* START Extracted text *

In the ordinary sense of the term, misgendering is when someone addresses someone else in a way that corresponds to the wrong gender. Like if Elizabeth Warren was on the street in front of me, dropped her wallet, and I picked it up and yelled: “Sir, you dropped your wallet,” then I would be misgendering her. Why? Presumably because sir is a form of address reserved for men, and she isn’t a man. Now, that probably doesn’t happen to Elizabeth Warren very often, if ever. But if it started happening to her constantly, such that lots of people completely stopped ever addressing her in the woman way, you could imagine it getting on her nerves.

* END Extracted text *

**Written instruction 1:** Retype the passage on misgendering, starting with "In the ordinary" and going on through "on her nerves.".
**Written instruction 2:** Repeat the entries starting with the line with "segment(query) outlines every" and going on through the line with "Give the mask of the white", and leave the pictures out of your answer.

* START Rows *

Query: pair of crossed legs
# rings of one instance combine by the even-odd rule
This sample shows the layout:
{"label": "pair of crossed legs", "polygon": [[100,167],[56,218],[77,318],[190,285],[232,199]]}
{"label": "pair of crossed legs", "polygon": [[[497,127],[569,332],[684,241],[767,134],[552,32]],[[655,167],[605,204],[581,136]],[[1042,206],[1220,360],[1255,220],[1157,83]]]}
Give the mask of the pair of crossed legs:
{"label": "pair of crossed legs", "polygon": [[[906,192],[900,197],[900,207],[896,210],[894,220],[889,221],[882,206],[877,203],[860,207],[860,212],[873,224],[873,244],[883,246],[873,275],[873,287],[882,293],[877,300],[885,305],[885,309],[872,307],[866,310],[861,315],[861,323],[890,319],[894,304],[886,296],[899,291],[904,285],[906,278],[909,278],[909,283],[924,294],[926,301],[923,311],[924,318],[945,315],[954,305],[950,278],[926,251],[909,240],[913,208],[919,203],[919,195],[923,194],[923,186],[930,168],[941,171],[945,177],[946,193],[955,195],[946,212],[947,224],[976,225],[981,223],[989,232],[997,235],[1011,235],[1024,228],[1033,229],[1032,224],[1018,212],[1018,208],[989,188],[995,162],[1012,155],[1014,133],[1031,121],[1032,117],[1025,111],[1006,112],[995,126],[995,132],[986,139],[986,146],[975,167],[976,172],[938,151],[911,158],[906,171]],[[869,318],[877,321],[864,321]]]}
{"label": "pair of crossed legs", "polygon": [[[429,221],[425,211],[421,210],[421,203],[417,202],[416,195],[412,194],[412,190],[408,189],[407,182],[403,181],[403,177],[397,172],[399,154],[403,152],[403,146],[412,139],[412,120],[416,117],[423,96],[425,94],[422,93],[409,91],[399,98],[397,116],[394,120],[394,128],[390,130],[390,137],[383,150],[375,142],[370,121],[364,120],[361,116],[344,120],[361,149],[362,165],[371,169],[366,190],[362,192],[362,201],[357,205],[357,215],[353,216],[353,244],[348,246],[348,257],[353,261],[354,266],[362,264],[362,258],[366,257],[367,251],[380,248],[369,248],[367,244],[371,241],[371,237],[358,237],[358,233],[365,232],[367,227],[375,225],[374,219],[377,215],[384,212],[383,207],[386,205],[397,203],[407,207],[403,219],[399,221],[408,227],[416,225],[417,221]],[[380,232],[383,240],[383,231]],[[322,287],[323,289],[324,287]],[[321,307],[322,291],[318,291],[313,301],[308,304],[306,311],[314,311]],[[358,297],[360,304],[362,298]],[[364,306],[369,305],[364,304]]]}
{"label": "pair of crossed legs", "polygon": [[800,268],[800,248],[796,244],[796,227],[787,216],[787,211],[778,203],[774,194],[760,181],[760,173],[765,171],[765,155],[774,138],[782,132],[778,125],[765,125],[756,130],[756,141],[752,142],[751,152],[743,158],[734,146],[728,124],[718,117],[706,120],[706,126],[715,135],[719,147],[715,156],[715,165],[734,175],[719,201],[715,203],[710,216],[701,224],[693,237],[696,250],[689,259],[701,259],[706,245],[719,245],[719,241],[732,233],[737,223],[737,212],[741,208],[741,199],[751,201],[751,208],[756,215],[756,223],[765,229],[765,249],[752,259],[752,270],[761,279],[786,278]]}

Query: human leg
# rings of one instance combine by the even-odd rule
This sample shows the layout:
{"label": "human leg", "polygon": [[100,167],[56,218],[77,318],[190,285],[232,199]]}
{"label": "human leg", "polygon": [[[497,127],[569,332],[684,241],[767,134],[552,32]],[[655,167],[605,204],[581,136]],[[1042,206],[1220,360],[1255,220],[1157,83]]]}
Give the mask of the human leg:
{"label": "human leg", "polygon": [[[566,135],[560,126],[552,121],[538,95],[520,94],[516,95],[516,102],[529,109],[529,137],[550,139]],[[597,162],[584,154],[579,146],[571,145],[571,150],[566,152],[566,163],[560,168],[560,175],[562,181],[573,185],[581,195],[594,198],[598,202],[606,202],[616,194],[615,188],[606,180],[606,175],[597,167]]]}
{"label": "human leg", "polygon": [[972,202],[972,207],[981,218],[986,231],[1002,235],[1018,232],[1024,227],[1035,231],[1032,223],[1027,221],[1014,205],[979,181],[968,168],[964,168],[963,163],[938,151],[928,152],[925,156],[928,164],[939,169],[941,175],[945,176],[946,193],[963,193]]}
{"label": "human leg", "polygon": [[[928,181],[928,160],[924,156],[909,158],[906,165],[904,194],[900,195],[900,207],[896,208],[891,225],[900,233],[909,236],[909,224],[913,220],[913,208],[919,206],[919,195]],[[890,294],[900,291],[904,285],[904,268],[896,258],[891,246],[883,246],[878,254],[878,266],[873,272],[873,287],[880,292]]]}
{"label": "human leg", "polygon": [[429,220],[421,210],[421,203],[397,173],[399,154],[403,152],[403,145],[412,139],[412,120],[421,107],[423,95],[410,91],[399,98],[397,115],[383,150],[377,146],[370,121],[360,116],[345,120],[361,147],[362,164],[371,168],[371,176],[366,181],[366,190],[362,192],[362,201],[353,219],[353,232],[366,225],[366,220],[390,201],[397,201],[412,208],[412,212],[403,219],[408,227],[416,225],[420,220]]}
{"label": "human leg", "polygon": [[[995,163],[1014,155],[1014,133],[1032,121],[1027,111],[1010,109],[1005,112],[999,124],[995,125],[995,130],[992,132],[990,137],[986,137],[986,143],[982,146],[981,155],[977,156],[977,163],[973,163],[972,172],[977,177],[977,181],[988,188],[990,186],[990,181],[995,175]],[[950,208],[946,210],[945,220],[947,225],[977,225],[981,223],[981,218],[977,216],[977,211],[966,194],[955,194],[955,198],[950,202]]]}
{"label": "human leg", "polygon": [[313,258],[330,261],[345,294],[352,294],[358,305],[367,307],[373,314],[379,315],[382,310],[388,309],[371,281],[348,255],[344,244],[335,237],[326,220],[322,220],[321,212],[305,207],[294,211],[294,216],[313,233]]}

* END Rows *
* START Rows *

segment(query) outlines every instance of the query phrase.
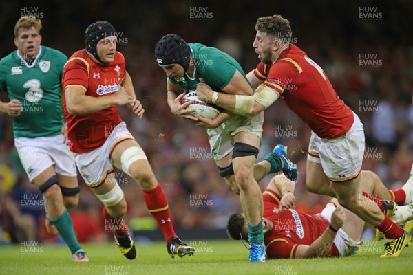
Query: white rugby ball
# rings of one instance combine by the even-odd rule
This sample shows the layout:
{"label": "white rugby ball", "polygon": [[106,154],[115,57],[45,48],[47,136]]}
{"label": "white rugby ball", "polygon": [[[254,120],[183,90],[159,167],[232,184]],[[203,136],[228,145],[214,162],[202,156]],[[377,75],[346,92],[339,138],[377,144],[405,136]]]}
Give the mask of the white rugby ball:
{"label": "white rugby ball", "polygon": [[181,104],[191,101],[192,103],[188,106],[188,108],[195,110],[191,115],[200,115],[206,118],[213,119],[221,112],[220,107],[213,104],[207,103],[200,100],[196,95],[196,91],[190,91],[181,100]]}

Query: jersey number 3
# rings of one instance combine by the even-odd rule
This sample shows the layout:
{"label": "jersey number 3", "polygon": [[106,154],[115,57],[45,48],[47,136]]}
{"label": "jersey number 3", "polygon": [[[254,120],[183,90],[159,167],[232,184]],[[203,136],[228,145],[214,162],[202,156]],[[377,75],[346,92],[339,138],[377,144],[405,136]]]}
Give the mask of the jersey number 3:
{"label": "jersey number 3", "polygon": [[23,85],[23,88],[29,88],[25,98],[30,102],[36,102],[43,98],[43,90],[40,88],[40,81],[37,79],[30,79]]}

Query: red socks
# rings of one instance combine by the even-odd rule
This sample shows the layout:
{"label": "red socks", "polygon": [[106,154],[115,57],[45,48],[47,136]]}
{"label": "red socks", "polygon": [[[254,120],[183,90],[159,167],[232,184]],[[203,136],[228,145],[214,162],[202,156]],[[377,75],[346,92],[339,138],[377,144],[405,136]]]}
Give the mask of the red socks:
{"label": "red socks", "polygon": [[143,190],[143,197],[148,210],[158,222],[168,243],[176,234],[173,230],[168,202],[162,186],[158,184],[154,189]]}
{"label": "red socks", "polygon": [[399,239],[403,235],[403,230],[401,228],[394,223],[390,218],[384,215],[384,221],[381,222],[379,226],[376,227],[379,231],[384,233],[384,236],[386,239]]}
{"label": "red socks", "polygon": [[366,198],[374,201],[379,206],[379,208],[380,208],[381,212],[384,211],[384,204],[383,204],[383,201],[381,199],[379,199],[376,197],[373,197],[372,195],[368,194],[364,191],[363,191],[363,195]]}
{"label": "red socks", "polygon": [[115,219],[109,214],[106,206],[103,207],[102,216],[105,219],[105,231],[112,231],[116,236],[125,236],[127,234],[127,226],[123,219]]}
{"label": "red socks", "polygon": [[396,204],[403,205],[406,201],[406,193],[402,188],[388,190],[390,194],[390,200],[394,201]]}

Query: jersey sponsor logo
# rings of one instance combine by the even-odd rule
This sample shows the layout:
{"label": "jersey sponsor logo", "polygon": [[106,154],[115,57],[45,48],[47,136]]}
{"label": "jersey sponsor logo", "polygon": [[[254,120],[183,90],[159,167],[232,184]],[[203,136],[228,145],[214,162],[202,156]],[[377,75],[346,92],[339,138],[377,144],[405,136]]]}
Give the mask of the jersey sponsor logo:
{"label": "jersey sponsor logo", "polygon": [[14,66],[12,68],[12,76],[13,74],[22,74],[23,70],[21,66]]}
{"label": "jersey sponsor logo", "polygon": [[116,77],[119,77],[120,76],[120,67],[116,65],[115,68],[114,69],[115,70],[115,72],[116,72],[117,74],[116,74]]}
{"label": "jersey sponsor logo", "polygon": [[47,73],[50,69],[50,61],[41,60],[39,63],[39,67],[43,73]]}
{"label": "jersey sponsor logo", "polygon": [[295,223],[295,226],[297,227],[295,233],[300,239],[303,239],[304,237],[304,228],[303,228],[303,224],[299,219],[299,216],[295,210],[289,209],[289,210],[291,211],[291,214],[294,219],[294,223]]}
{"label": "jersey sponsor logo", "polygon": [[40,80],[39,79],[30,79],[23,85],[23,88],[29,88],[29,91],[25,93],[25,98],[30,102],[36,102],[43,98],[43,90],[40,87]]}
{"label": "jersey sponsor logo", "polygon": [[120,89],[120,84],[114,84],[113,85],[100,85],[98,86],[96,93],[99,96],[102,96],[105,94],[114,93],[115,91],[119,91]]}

* END Rows *

**Exercise response 1:**
In the ordinary sense of the term, misgendering is when someone addresses someone else in a way that corresponds to the wrong gender. Like if Elizabeth Warren was on the street in front of me, dropped her wallet, and I picked it up and yelled: “Sir, you dropped your wallet,” then I would be misgendering her. Why? Presumably because sir is a form of address reserved for men, and she isn’t a man. Now, that probably doesn’t happen to Elizabeth Warren very often, if ever. But if it started happening to her constantly, such that lots of people completely stopped ever addressing her in the woman way, you could imagine it getting on her nerves.

**Exercise response 2:**
segment(query) outlines every instance of the query phrase.
Query: white rugby ball
# rings of one instance combine by the even-odd rule
This sample shows the layout:
{"label": "white rugby ball", "polygon": [[106,154],[115,57],[45,48],[47,136]]}
{"label": "white rugby ball", "polygon": [[[254,120],[183,90],[159,167],[232,184]],[[203,136],[228,145],[214,162],[202,156]],[[377,75],[346,92],[339,138],[377,144],[405,136]]]}
Give the mask of the white rugby ball:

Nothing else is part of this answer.